> **PASSAGE PROVIDED**
The book is not finished here. Judith Thomson, Thomas Hurka and Shelly Kagan, have written subtle comments on Kamm’s lectures. At the end of the book Kamm tries to respond to commentators as well. Thomson thinks that what Kamm’s analysis of the trolley problem lacks is a focus on a moral theory which enables one to explain what features of some killings and lettings die conduce more strongly than others to impermissibility or permissibility. She says that what is needed in order to answer the questions regarding the trolley problem isn’t dozens of hypothetical killing and letting die cases but a moral theory (p.128). She also adds that PPH leads one to allow some impermissible cases and so is not acceptable. Consider in the case of Bystander a situation in which if nobody were on the alternative track the trolley will go round in loop and hit the five persons from the rear and kill them but if the trolley hit anyone it will be stopped (Loop case). Thomson argues that if Kamm accepts that the bystander in Bystander may throw the switch then she has to accept that the bystander in Loop may throw the switch, because the bystander may not know or even cannot know that he is the bystander in Bystander or in Loop (p.130). In other words, it seems that knowledge of the bystander about the track that is looped or not is relevant to the fact that whether the innocent workman is a means that causes the five people saved, or not. This counterintuitive implication is what Kamm’s PPH commits to.

Hurka in his comments also criticized Kamm’s PPH. Consider the case of a munitions factory belongs to ISIS for example, which we have to destroy it by bombing in just war, but nevertheless, some civilians nearby will be killed by our attack. According to Kamm’s PPH the permissibility of our bombing depends on how the civilians will be killed. If they’ll be killed by the bomb itself the bombing is impermissible while if they be killed by the expulsion of the factory our killing is permissible. Hurka finds this implication very hard to accept because here the way the civilians will be killed seems to be morally insignificant, at least in this case. The main problem of PPH according to Hurka is that it makes an arbitrary distinction between items in a sequence of means like bomb parts and the factory parts (pp.142-146).

> **ASSIGNMENT 1**
In the passage on Kamm's lectures, why does Thomson claim that if Kamm lets the bystander in Bystander throw the switch, she must also let the bystander in Loop do so? Answer in one to three sentences.
> **ASSIGNMENT 2**
Go on with the passage on Kamm's lectures from the point where it ends.

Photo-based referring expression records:
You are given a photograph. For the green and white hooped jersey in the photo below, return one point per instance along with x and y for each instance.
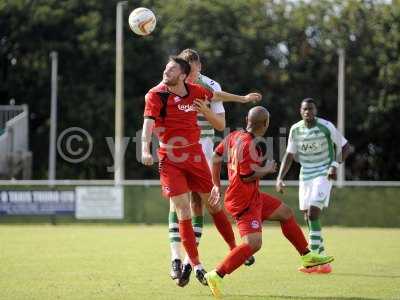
(207, 130)
(315, 147)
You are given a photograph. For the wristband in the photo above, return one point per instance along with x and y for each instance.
(335, 164)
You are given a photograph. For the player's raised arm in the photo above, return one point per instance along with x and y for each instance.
(228, 97)
(259, 172)
(216, 173)
(285, 167)
(216, 120)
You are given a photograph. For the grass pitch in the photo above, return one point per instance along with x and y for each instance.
(132, 262)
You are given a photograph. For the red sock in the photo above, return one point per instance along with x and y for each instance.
(235, 259)
(292, 231)
(225, 228)
(189, 240)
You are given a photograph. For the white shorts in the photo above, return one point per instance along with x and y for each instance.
(315, 192)
(208, 148)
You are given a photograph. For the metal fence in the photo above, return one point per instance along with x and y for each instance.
(15, 157)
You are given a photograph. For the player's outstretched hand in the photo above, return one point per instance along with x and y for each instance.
(201, 106)
(147, 159)
(252, 97)
(270, 166)
(332, 175)
(215, 195)
(279, 186)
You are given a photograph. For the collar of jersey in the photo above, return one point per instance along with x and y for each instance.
(187, 91)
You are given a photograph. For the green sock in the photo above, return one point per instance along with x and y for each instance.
(321, 249)
(197, 223)
(314, 235)
(174, 237)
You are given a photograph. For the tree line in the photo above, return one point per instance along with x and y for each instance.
(287, 50)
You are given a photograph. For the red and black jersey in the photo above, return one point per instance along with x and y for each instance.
(244, 156)
(175, 116)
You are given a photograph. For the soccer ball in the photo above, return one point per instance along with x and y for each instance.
(142, 21)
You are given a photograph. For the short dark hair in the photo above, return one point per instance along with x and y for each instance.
(183, 64)
(190, 55)
(308, 100)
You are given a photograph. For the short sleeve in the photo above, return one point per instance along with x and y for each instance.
(336, 136)
(205, 93)
(217, 107)
(219, 150)
(249, 161)
(291, 147)
(215, 86)
(152, 106)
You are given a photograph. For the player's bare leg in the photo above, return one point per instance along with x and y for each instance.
(251, 243)
(315, 236)
(175, 243)
(197, 209)
(223, 224)
(295, 235)
(182, 206)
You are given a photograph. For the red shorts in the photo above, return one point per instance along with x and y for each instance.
(250, 220)
(183, 170)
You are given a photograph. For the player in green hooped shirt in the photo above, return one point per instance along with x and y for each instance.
(319, 148)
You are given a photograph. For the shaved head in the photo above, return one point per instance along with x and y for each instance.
(258, 120)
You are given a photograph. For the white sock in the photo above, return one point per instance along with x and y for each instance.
(175, 250)
(187, 260)
(198, 267)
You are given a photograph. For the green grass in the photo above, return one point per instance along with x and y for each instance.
(132, 262)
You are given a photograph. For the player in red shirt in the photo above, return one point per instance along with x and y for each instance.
(244, 201)
(170, 113)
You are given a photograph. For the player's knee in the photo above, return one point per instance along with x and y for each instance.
(313, 213)
(213, 209)
(196, 205)
(287, 212)
(255, 245)
(183, 211)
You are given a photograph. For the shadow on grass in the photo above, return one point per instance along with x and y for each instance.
(365, 275)
(264, 297)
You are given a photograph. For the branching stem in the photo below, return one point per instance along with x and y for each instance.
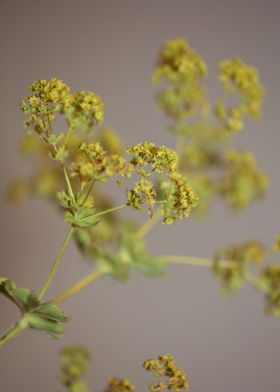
(78, 286)
(56, 262)
(13, 331)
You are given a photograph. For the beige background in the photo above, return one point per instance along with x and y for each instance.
(225, 345)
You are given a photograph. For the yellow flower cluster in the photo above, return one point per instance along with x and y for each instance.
(243, 79)
(177, 197)
(180, 198)
(238, 258)
(179, 62)
(243, 181)
(82, 110)
(160, 158)
(165, 366)
(119, 385)
(94, 163)
(183, 69)
(270, 280)
(86, 110)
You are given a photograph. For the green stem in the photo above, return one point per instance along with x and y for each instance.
(110, 210)
(88, 193)
(56, 262)
(197, 261)
(12, 332)
(78, 286)
(67, 181)
(149, 224)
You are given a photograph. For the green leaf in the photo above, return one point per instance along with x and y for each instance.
(53, 328)
(82, 218)
(134, 251)
(22, 297)
(53, 312)
(60, 154)
(46, 317)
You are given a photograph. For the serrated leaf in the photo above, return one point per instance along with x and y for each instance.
(60, 154)
(22, 297)
(53, 312)
(82, 218)
(51, 327)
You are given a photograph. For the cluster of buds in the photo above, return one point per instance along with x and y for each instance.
(182, 69)
(203, 128)
(168, 375)
(95, 163)
(177, 197)
(243, 180)
(240, 78)
(82, 110)
(231, 263)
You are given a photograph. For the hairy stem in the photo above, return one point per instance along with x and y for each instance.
(12, 332)
(196, 261)
(56, 262)
(78, 286)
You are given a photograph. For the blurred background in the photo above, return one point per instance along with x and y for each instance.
(110, 47)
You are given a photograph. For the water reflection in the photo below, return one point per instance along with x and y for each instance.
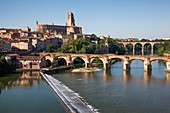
(25, 80)
(145, 78)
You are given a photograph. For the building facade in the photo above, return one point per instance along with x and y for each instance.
(69, 28)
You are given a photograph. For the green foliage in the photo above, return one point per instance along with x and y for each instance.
(164, 48)
(94, 37)
(5, 68)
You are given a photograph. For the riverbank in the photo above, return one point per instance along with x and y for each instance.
(72, 100)
(86, 69)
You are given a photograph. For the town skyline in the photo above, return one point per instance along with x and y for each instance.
(119, 19)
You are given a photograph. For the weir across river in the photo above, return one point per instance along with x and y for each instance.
(72, 100)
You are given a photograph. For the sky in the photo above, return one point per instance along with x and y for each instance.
(117, 18)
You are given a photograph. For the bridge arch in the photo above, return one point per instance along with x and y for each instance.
(147, 48)
(138, 48)
(61, 61)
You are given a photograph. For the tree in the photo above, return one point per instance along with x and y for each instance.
(5, 68)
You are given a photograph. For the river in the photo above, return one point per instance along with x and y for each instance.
(27, 92)
(118, 92)
(114, 91)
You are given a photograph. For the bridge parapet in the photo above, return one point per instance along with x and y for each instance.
(106, 58)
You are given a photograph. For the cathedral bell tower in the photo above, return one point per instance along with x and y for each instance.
(70, 19)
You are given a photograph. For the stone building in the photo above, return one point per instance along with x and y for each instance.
(68, 29)
(9, 33)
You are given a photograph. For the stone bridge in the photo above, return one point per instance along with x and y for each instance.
(106, 59)
(143, 45)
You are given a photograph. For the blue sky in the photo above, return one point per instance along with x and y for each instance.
(118, 18)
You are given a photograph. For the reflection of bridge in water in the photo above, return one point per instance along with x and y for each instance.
(106, 59)
(25, 79)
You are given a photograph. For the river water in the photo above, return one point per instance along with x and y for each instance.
(114, 91)
(27, 92)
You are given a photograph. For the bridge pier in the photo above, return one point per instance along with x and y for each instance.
(147, 65)
(126, 66)
(106, 66)
(88, 65)
(168, 66)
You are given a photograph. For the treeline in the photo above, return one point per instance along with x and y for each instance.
(5, 68)
(83, 46)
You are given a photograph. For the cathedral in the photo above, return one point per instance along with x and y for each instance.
(69, 29)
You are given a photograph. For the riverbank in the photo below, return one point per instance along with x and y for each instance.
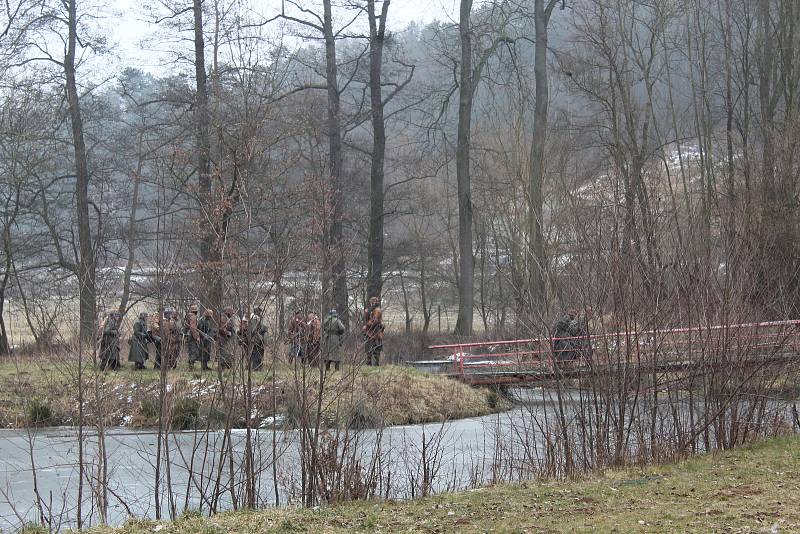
(750, 489)
(44, 393)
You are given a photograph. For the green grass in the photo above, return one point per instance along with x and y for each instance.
(751, 489)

> **EXERCISE OUTPUT 1**
Thomson's reason is that the bystander may not know, or even cannot know, whether he is the bystander in Bystander or the one in Loop. The two cases look the same from where he stands, so a verdict that allows one has to allow the other.

> **EXERCISE OUTPUT 2**
Kagan while appreciates Kamm’s efforts to solve the trolley problem, but he also criticizes her for putting some morally insignificant or even irrelevant criterion in her PPH. He says that “when directly consider the difference between the harm being caused by the saving of the many (or its non-causal flip side) and its being caused by a mere means to the saving of the many, it isn’t at all obvious—to me, at least—why a difference like that should matter morally” (p.158). In response Kamm may appeal to the distinction between subordination and substitution. In subordination case like the Driver Toppling case, one person is considered as a mere means to save others while in substitution like in Driver case, no such subordination is involved.  Kamm may claim that the subordination/substitution distinction corresponds and matches with causal/non-causal flip side role of the victims in those cases. However the main question remains that why this correspondence is the case, or in other words, why the causal inter-victim relation makes this a case of subordination.  

In response to her commentators Kamm tries to answer these objections and many other objections. And these remarkable exchanges between some leading contributors make this book really invaluable. I suggest reading this book to every graduate student or moral philosopher who wishes to know lots of hypothetical cases in which the trolley problem happens. I think it fair to say that no one has showed so many hypothetical cases in order to solve the trolley problem, but the book with those too many examples seems to me more puzzling than illuminating.